(Data to examine)
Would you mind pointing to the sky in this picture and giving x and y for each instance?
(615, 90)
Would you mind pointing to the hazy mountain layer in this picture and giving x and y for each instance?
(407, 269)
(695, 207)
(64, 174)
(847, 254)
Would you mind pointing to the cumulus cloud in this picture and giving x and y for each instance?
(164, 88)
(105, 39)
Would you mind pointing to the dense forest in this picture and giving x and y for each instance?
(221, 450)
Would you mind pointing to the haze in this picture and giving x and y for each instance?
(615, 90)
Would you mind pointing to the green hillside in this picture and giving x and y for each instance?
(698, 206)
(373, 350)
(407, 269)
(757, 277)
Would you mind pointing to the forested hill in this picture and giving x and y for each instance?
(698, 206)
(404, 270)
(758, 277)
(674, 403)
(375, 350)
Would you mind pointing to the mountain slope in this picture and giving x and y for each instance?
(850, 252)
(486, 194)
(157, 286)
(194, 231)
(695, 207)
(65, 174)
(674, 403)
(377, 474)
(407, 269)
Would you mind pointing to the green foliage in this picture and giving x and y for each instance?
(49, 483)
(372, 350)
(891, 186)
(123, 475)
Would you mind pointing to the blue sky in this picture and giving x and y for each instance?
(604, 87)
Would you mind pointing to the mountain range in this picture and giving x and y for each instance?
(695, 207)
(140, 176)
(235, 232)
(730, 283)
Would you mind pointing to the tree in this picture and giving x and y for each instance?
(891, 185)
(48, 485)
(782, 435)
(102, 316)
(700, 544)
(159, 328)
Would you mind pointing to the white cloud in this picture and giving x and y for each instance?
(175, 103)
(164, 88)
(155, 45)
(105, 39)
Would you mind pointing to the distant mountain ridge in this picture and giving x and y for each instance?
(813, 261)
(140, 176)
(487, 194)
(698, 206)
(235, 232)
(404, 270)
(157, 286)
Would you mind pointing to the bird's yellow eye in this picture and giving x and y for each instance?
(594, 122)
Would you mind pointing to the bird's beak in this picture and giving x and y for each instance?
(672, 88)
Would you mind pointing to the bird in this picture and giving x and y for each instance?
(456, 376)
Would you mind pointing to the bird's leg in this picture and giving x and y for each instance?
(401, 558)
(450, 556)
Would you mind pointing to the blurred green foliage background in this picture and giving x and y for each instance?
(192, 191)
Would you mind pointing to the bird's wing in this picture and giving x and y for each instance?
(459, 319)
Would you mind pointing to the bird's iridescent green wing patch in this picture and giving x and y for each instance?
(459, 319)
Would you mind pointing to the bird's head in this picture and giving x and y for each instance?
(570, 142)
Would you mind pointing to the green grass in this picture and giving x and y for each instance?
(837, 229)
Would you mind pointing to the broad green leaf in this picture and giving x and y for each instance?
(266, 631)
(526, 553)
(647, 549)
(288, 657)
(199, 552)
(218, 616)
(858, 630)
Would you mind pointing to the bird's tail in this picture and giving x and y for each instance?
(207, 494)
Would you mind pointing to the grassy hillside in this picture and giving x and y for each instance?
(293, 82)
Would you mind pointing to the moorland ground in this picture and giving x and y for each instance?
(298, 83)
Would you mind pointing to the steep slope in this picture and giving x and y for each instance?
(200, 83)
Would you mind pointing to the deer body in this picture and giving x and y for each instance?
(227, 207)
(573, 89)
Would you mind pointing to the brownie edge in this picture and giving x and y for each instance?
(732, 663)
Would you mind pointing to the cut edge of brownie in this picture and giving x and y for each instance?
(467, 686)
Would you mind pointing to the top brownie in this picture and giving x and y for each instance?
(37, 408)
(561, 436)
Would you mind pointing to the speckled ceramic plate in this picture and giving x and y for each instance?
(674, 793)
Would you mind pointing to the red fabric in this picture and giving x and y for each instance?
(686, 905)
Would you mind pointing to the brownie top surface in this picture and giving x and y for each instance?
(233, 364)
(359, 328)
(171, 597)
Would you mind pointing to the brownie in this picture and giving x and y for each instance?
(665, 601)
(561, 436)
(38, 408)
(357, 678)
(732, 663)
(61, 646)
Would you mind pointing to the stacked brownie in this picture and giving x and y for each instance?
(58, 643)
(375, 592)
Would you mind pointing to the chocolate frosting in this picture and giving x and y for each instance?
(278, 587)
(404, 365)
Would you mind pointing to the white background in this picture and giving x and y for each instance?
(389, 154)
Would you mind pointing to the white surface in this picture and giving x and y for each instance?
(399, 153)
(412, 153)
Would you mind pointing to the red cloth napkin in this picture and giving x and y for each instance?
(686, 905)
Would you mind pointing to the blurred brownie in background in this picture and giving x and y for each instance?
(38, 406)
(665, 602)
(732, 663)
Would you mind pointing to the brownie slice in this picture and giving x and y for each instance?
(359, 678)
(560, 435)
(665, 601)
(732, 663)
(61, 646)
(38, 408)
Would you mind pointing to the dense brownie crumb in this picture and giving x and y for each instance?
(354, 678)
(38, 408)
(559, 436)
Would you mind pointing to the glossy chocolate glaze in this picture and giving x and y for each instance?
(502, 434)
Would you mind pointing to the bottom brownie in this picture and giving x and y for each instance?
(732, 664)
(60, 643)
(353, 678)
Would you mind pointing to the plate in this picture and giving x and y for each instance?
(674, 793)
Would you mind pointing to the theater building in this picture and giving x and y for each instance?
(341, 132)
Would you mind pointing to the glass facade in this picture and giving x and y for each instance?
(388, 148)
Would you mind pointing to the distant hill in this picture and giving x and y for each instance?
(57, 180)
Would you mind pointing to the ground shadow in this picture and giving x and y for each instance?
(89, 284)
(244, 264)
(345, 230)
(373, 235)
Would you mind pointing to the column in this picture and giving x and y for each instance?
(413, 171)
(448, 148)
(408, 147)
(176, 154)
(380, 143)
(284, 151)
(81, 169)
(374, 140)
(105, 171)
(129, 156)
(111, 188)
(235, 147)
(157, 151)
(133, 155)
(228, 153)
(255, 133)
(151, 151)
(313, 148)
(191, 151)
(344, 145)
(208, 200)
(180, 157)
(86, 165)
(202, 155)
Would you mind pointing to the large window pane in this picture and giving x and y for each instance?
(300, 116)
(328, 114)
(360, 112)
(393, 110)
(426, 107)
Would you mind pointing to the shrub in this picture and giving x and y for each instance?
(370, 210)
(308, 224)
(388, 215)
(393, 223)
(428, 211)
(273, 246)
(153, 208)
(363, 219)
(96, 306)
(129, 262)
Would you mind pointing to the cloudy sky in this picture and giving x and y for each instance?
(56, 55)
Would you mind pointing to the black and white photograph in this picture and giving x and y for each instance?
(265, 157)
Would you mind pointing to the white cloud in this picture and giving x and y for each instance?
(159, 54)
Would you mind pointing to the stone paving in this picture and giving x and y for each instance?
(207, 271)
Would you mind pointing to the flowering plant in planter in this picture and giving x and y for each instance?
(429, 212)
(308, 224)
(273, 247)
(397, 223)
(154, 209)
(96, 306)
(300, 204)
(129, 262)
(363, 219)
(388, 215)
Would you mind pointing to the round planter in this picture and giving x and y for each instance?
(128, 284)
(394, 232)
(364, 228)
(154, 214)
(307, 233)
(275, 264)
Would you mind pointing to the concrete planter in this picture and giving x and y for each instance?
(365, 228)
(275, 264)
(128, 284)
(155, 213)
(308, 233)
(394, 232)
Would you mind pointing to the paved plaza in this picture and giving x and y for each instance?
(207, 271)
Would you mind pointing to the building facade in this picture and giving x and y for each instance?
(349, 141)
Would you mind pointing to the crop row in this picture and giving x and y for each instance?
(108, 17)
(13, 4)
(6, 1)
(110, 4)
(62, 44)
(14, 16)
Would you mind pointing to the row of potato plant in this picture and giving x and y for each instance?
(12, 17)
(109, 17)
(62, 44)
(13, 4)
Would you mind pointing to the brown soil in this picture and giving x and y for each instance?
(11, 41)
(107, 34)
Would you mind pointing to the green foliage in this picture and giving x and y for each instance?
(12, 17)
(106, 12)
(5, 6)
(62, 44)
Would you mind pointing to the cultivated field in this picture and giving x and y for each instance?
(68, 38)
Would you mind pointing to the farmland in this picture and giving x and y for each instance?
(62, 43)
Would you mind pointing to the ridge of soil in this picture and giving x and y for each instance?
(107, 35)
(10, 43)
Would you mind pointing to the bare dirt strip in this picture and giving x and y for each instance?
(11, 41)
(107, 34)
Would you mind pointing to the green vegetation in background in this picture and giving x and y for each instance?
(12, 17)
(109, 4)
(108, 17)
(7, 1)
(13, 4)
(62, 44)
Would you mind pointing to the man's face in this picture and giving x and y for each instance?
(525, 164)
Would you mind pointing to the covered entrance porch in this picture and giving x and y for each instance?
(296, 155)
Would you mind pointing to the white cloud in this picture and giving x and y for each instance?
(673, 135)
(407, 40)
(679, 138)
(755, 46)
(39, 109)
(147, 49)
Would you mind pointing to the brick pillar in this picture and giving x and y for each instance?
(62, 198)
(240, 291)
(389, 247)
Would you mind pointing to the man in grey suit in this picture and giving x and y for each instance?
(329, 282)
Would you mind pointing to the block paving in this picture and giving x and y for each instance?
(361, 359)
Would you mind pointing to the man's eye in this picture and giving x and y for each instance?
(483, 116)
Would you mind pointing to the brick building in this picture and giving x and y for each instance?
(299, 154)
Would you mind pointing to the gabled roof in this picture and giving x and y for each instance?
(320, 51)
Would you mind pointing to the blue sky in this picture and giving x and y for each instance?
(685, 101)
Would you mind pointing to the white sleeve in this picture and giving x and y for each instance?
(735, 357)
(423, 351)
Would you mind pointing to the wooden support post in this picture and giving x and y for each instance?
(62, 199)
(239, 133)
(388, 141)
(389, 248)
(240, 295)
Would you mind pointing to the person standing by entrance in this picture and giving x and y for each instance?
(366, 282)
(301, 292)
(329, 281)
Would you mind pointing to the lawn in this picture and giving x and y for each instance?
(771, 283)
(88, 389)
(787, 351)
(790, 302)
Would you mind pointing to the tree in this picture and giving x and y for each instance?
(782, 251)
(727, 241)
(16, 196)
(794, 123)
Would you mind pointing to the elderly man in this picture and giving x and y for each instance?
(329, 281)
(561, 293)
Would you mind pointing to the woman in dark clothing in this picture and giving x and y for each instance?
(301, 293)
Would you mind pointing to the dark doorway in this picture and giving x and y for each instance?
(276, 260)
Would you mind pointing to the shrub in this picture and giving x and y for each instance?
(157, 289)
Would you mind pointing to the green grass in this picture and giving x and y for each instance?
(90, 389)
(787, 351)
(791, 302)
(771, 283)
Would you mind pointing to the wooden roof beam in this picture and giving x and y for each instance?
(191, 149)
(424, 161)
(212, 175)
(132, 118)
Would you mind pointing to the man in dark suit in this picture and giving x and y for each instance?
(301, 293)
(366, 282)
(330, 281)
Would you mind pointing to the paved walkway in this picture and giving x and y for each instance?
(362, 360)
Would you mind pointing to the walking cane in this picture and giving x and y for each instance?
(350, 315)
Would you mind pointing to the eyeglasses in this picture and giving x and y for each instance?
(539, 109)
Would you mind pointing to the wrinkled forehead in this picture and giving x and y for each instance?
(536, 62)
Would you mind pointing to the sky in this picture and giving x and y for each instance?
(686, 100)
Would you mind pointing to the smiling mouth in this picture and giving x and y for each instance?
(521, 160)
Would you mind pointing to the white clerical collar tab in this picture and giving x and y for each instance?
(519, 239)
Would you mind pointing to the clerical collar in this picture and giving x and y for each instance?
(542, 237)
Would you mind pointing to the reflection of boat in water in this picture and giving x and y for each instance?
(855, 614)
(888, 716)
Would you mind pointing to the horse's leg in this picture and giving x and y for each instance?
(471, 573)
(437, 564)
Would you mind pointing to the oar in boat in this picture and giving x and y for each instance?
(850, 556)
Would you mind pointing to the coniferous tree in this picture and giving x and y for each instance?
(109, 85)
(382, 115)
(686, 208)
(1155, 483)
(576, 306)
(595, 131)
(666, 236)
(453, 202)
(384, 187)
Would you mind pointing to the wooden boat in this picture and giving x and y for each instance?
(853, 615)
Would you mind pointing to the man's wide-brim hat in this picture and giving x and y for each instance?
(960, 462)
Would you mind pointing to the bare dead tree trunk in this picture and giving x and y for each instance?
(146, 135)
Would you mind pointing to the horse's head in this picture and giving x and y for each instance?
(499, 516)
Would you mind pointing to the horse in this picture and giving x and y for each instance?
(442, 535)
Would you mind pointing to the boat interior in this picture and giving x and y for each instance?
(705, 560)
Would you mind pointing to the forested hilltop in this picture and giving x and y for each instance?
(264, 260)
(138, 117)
(End Data to examine)
Repeat only the stretch of lines that begins at the line containing "Would you mind pointing to the man's wide-brim" and ends at the last line above, both included.

Would you mind pointing to the man's wide-brim hat in this picture and giving x and y for each instance?
(960, 462)
Would you mind pointing to the bare dead tree trunk in this picture and giving x and y for each instance?
(146, 135)
Would you mind pointing to the horse's head in this picture and giving x and y for each instance?
(499, 516)
Would you mind pointing to the horse in this picture and giving x and y for each instance?
(442, 535)
Would you mind pointing to the boat interior in this picture and giving x and y for each instance?
(705, 560)
Would you mind pointing to the forested hilltop in this picture and giving x and y for each instance?
(264, 260)
(138, 117)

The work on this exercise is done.